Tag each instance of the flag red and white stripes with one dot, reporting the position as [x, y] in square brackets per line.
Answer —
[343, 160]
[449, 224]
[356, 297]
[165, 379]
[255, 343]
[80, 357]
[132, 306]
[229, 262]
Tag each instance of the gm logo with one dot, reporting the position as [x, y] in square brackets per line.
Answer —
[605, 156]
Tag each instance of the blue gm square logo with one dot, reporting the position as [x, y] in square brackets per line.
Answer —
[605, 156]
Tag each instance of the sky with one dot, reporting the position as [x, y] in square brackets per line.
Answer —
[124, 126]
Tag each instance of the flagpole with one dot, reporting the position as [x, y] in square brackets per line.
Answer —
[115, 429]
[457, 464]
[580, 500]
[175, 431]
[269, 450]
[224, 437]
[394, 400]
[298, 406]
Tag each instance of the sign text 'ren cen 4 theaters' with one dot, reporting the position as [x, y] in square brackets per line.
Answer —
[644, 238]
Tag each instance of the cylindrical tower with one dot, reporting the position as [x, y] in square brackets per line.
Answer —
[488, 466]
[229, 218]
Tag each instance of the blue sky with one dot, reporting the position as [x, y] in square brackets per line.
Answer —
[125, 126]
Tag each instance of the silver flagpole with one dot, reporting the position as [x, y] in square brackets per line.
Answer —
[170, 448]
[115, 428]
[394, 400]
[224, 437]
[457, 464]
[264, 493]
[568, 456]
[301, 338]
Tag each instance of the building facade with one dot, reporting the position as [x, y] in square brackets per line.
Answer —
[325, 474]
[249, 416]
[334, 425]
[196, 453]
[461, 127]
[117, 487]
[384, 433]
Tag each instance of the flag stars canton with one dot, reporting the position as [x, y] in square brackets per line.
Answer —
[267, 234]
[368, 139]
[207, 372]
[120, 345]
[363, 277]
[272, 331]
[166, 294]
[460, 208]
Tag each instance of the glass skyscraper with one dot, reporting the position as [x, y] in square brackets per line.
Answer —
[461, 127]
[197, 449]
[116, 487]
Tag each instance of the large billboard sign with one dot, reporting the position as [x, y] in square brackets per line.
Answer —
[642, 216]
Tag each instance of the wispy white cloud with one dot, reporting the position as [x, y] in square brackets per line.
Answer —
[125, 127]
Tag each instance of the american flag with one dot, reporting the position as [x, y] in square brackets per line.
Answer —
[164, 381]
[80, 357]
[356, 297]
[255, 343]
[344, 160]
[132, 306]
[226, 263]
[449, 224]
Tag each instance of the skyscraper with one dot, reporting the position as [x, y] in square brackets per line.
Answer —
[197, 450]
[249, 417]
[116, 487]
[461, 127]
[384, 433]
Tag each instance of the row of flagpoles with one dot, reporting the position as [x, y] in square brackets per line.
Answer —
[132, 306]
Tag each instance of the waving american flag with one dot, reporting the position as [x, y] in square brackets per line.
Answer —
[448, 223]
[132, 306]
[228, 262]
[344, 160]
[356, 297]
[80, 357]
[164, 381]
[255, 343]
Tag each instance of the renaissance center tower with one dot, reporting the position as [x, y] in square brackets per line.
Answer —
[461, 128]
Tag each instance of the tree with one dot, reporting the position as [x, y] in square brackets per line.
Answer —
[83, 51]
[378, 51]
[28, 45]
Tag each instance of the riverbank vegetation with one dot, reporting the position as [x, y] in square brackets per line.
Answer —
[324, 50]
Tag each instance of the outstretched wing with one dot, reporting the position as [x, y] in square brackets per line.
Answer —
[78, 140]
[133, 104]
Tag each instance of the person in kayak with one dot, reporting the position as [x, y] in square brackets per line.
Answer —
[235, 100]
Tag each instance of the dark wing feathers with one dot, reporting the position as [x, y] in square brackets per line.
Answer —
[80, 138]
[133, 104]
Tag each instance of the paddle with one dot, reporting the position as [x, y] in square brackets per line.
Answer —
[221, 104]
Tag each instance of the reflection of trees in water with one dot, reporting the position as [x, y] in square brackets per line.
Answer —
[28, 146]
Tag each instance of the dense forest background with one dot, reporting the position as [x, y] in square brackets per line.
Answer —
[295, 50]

::::

**Task to carry out**
Find the line containing "Tag each instance of the person" in the data above. Please transcribe it and every line after it, exactly.

**Response to the task**
Tag each instance of the person in kayak with one dot, reporting the position as [x, y] in square brackets per line.
Answer —
[235, 100]
Tag each instance of the dark wing feathers with one dot, reporting the position as [x, y] in square brackets per line.
Answer —
[80, 138]
[133, 104]
Tag each instance of the paddle with one dot, reporting the position as [x, y] in square brackets per line.
Answer —
[221, 104]
Tag each instance of the reflection of trees in water with one dot, reporting the position as [x, y] in square brackets per line.
Answer —
[28, 146]
Tag each instance of the dense forest background with one dot, reporting the position as [x, y] in square brackets per line.
Answer —
[295, 50]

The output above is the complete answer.